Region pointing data

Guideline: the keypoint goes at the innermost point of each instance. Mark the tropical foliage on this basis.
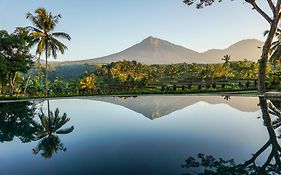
(42, 31)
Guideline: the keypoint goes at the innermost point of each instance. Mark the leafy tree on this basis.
(88, 83)
(14, 56)
(43, 32)
(272, 17)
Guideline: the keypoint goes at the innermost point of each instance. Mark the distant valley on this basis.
(157, 51)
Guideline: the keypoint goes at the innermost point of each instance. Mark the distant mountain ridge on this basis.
(157, 51)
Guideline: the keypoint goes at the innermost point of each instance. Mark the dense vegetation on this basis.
(23, 75)
(131, 77)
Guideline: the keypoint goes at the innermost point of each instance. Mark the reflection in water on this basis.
(154, 107)
(51, 125)
(17, 120)
(208, 164)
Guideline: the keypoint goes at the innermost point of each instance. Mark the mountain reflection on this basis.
(28, 122)
(154, 107)
(208, 164)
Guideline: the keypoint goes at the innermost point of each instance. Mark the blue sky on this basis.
(103, 27)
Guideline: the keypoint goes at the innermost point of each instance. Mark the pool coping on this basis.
(129, 95)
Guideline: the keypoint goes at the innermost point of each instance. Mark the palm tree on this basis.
(44, 24)
(226, 58)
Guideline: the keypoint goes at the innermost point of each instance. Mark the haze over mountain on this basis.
(154, 107)
(157, 51)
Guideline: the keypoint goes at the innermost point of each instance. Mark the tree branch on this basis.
(272, 7)
(259, 10)
(261, 150)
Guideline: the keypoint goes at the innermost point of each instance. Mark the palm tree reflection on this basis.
(17, 120)
(208, 164)
(51, 125)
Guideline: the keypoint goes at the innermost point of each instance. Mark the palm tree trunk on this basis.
(265, 55)
(46, 71)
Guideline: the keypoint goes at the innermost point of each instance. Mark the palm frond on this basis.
(59, 45)
(65, 131)
(34, 20)
(62, 35)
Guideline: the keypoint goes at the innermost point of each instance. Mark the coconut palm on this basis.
(226, 58)
(42, 30)
(276, 47)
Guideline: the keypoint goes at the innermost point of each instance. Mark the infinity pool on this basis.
(146, 135)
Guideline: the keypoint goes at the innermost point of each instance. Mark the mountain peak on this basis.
(151, 40)
(153, 50)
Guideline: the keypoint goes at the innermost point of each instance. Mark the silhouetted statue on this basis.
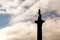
(39, 25)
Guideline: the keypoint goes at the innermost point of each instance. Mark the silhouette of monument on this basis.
(39, 25)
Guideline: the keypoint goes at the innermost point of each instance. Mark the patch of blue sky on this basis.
(50, 14)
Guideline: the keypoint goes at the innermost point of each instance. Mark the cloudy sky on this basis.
(16, 15)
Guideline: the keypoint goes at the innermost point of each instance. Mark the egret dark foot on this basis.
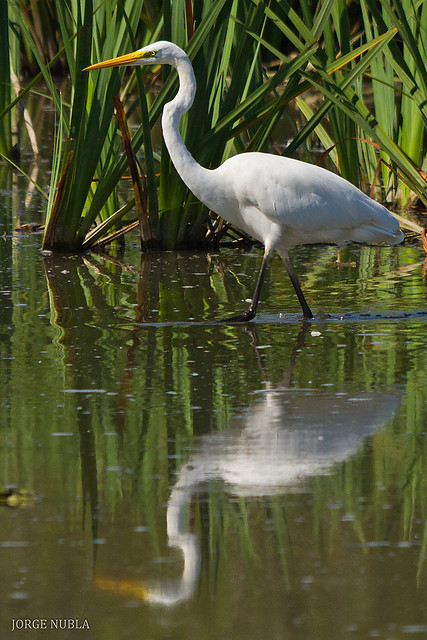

## Brief
Copy every entry above exactly as it stands, but leave the pictures out.

## Answer area
Guideline: the keypoint goes at the innermost point of each instance. Mark the tropical foliage on this basis.
(42, 31)
Guideline: the keypoint goes at the innermost point of each instance. Mark the leafy tree on this basis.
(88, 83)
(14, 56)
(43, 32)
(272, 17)
Guideline: the keypoint goes at the innermost point of each instance. Mark the distant valley on this basis.
(157, 51)
Guideline: the keypoint goes at the innermost point of each instance. Mark the distant mountain ridge on this basis.
(157, 51)
Guideline: the keypoint goes at the innermost point of each instance. Mark the dense vegetation on this basis.
(23, 75)
(131, 77)
Guideline: the keypoint goes at the innermost point of each instance. Mark the reflection in water on this basis.
(154, 107)
(51, 125)
(17, 120)
(208, 164)
Guideline: the keypoint goes at the innermost point of each instance. Mark the mountain reflection on this basis.
(28, 122)
(154, 107)
(208, 164)
Guideline: the keypoint goes at the innermost point of each instance. Mark the blue sky on this basis.
(103, 27)
Guideline: the keypoint goes at the innermost point of each instance. Mark the pool coping on this basis.
(129, 95)
Guideline: the keypoint goes at the innermost point of each instance. Mark the palm tree on this basis.
(44, 24)
(226, 58)
Guideline: the keypoint goes at the innermost point of each instance. Mark the haze over mountain on this basis.
(154, 107)
(157, 51)
Guideline: the keypoint goes at the innermost point of each instance. Mark the tree branch on this basis.
(272, 7)
(259, 10)
(261, 150)
Guideline: the keypoint goes at the innermost point of each instance. Mark the palm tree reflection on this basis.
(17, 120)
(208, 164)
(51, 125)
Guideline: the keypoint goes at the innermost point of each instance. Mark the palm tree trunk on this basis.
(265, 55)
(46, 71)
Guideline: the keypoint goes at the innermost point of each instance. Mark the palm frond on this basis.
(59, 45)
(65, 131)
(34, 20)
(62, 35)
Guideline: the keypoint goes at the innermost point of each instance. Mark the coconut palm on this basis.
(226, 58)
(42, 30)
(276, 47)
Guideline: the keypoint goes at the innermost point of each instance. Mark the infinity pool on this basis.
(146, 135)
Guideline: the keypoint goes at the innermost point of each instance. Mark the mountain peak on this basis.
(151, 40)
(153, 50)
Guideline: the keypoint goes at the innermost point of each instance. Mark the silhouetted statue on this basis.
(39, 25)
Guideline: the keypoint goes at the innermost point of each instance. Mark the silhouette of monument on this basis.
(39, 25)
Guideline: the keypoint goes at the innermost point of each instance. Mark the patch of blue sky on this basis.
(50, 14)
Guideline: the keypoint goes at the innermost point of each instance. Mark the cloudy sky on this basis.
(16, 15)
Guideline: the keypoint goes at the innermost point of each instance. Mark the egret dark foot on this basis.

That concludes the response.